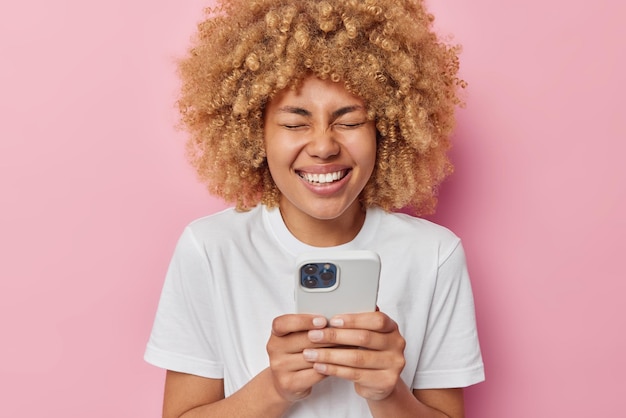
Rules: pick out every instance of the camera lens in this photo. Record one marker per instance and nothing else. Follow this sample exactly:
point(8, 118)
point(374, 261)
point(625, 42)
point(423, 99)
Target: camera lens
point(309, 281)
point(309, 269)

*Your objective*
Each record above must be retyped exactly, minus its pictures.

*Your solution*
Rules: pick out every instance of the camera lens in this photo. Record one marker per instance and nothing else. Follow this sample exactly:
point(8, 118)
point(374, 261)
point(625, 42)
point(423, 99)
Target: camera lens
point(309, 281)
point(309, 269)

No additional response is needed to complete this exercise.